▸ **DESCRIPTION OF THE TASK**:
Copy each line below containing "shoe".

▸ **DATASET**:
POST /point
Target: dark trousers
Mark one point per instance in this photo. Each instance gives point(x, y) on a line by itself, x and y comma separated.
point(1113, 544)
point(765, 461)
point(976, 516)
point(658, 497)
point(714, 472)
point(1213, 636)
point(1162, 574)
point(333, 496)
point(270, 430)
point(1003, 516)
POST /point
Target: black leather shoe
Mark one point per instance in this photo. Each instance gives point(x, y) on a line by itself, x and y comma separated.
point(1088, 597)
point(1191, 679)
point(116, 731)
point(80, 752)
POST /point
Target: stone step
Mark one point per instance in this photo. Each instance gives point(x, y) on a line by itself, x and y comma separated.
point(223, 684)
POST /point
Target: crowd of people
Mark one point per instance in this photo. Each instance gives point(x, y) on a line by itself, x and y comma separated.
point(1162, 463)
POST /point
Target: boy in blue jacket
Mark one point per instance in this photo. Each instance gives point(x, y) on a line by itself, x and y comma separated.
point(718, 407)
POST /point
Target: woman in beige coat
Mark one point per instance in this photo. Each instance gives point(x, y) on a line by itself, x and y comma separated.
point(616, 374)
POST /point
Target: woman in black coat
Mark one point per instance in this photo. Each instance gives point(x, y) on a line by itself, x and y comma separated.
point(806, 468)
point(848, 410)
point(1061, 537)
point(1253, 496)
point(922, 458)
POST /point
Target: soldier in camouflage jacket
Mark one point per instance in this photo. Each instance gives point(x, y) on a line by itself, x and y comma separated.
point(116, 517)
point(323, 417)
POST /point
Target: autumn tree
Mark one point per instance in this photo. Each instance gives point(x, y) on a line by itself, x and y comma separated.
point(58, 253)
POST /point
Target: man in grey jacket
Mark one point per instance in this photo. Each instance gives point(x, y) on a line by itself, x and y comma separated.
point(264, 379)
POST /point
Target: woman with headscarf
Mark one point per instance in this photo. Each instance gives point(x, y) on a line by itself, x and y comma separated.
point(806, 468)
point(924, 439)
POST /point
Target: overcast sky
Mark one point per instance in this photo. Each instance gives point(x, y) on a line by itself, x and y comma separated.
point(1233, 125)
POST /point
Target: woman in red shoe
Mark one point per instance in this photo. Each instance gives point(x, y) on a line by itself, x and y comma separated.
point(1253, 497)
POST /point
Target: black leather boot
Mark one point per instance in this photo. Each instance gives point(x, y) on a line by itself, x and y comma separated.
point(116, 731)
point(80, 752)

▸ **ANSWER TO THIS EXERCISE**:
Target: black leather shoe
Target: woman in red shoe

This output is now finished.